#### [Set exercise]
Every record below should be printed exactly as given.

#### [Dataset rows]
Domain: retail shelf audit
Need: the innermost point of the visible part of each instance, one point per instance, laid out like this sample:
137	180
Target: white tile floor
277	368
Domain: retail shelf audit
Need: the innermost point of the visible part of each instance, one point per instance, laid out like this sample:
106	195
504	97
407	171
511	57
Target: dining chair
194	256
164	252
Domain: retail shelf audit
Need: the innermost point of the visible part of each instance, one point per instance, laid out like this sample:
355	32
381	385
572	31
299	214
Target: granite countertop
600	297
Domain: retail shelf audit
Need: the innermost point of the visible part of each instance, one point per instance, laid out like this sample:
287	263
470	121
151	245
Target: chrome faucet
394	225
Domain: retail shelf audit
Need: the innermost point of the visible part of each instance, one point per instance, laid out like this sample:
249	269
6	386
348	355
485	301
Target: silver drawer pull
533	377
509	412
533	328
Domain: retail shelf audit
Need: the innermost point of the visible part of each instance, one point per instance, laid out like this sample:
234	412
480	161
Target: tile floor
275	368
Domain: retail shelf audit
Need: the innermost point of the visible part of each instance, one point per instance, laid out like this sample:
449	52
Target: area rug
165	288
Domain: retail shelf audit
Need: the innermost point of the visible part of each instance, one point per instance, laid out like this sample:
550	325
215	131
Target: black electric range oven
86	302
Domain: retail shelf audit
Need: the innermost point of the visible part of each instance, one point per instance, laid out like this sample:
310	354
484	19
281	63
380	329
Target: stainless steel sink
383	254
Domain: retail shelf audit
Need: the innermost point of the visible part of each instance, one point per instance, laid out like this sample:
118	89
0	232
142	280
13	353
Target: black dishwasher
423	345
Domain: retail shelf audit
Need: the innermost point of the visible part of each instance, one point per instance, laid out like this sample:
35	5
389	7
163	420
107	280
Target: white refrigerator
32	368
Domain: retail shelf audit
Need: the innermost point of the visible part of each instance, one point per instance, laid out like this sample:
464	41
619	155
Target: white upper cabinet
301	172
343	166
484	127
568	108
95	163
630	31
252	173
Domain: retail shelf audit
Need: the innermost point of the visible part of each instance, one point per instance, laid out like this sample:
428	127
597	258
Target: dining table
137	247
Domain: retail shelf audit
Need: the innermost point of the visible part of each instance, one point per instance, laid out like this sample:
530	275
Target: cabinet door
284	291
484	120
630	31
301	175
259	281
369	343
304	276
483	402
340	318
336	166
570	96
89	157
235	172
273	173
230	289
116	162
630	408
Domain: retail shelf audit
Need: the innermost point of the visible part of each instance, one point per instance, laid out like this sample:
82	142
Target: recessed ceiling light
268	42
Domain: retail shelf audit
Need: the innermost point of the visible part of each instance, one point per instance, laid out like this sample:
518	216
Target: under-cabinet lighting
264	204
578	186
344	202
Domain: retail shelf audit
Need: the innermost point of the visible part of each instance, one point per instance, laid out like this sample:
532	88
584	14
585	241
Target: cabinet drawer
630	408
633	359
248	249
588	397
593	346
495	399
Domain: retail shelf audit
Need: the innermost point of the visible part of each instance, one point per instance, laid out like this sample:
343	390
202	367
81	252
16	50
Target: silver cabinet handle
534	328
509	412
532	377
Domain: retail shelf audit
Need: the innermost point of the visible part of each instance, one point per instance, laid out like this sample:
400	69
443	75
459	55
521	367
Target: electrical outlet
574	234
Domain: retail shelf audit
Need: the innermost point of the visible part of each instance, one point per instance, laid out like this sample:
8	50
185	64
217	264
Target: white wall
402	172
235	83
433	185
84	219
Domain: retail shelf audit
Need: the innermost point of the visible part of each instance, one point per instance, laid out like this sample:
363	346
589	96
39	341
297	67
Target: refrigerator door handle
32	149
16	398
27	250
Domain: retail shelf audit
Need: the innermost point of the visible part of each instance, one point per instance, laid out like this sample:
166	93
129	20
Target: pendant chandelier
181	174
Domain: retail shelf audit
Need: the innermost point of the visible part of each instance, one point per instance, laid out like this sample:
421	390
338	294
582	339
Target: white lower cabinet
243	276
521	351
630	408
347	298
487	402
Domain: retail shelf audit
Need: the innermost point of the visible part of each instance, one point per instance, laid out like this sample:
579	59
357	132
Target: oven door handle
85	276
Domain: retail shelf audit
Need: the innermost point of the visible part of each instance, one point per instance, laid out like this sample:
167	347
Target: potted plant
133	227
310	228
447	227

#### [Output]
Domain: retail shelf audit
Need: the innermost point of the visible part of each instance, one point per instance, laid out like this sample:
137	180
Target: white tile floor
277	368
Domain: retail shelf audit
Need: the innermost point of the visible part of each instance, one point per instance, laid out like this sample:
106	195
504	97
407	171
511	57
Target: dining chair
194	256
164	252
Domain: retail shelf audit
Need: the innermost point of the visible part of each instance, one point per instance, laid out like this sample:
355	32
381	385
572	31
299	214
Target: granite countertop
600	297
Domain: retail shelf audit
Need: the innermost point of the visible part of each instance, one point per instance, laid out like this sample:
287	263
470	121
151	245
Target: chrome faucet
394	225
Domain: retail shelf audit
Need: the innermost point of the visible part of each instance, one point per instance, laid out like this sample:
249	269
6	386
348	355
485	301
Target: silver drawer pull
533	377
509	412
533	328
Domain: retail shelf audit
Need: the innermost point of the visible part of each instance, one point per instance, laid out like this sample:
234	412
480	161
Target: tile floor
275	368
Domain: retail shelf audit
Need: the innermost point of the visible part of each instance, one point per instance, laid out like this sample:
449	52
Target: area rug
165	288
Domain: retail shelf audit
Need: the innermost point of the visible part of each instance, one point per instance, laid out like this sample:
550	325
215	131
Target: black electric range oven
86	302
Domain: retail shelf audit
Need: the innermost point of the visible part of each instance, one point per instance, laid out like this sample:
310	354
484	19
281	63
380	329
Target: stainless steel sink
383	254
Domain: retail shelf audit
Need: the innermost point of the visible part of each instance, one point per instance, laid out like this sample:
118	89
0	232
142	280
13	353
Target: black dishwasher
423	345
Domain: retail shelf audit
Need: the innermost point of the visible part of each instance, one point per instance, laid out like this sample:
35	5
389	7
163	420
107	280
Target: white refrigerator
32	368
Domain: retail shelf audit
Need: the innermost point of the visible part of each instance, one point per instance, laid out like this sample:
464	41
619	155
Target: white upper cabinet
301	172
343	166
484	127
568	108
95	163
630	31
252	173
Domain: retail shelf audit
Need: the innermost point of the visible part of each instance, one point per instance, laid out like this sample:
428	127
597	258
Target: dining table
137	247
Domain: retail shelf audit
Need: the innermost point of the visible part of each instance, one point per instance, laid out like this sample:
530	275
Target: cabinet door
284	291
484	120
630	31
301	175
259	281
369	343
304	276
483	402
340	318
336	166
570	96
89	157
235	172
273	173
230	289
116	162
630	408
Domain: retail shelf audit
Need: the innermost point of the visible part of each instance, one point per instance, laid out like this sample:
82	142
Target: recessed ceiling light
268	42
Domain: retail shelf audit
Need: the innermost point of the visible part of each instance, one point per instance, laid out like this sample:
518	216
Target: under-cabinet lighting
264	204
578	186
344	202
Domain: retail shelf audit
Need: the innermost point of the visible part of each instance, one point per instance, laid out like this sample:
532	88
584	14
585	241
Target: cabinet drawer
630	408
633	359
248	249
588	397
593	346
495	399
Domain: retail shelf audit
Need: the innermost point of the visible part of each instance, one point per instance, laid out like this sample:
343	390
202	367
81	252
16	50
Target: silver cabinet handle
534	328
509	412
532	377
Domain: retail shelf audit
Need: the innermost point of the visible part of each instance, one point per instance, laid out like this sample:
400	69
443	75
459	55
521	367
Target: electrical outlet
574	234
Domain: retail shelf audit
Need: the innermost point of the visible part of each instance, one point per instance, laid out like this sample:
8	50
185	64
217	264
Target: white wall
402	172
235	83
433	185
84	219
Domain: retail shelf audit
Need: the innermost point of the visible part of each instance, one point per instance, laid out like this sample:
363	346
589	96
39	341
297	67
Target: refrigerator door handle
32	149
16	398
27	250
Domain: retail shelf audit
Need: the innermost point of the visible part of each instance, one point per instance, laid out like this sample:
166	93
129	20
Target: pendant chandelier
181	174
Domain: retail shelf audit
Need: the innermost point of the visible part of each instance, one point per instance, laid out like this sample:
421	390
338	294
582	339
Target: white lower cabinet
243	276
521	351
630	408
347	298
487	402
Domain: retail shelf audit
Need: the innermost point of the visible part of each instance, one point per instance, laid out like this sample:
579	59
357	132
Target: oven door handle
85	276
Domain: retail shelf audit
Need: the innermost point of the visible part of each instance, one point per instance, laid out like this sample:
167	347
Target: potted plant
133	227
310	228
447	227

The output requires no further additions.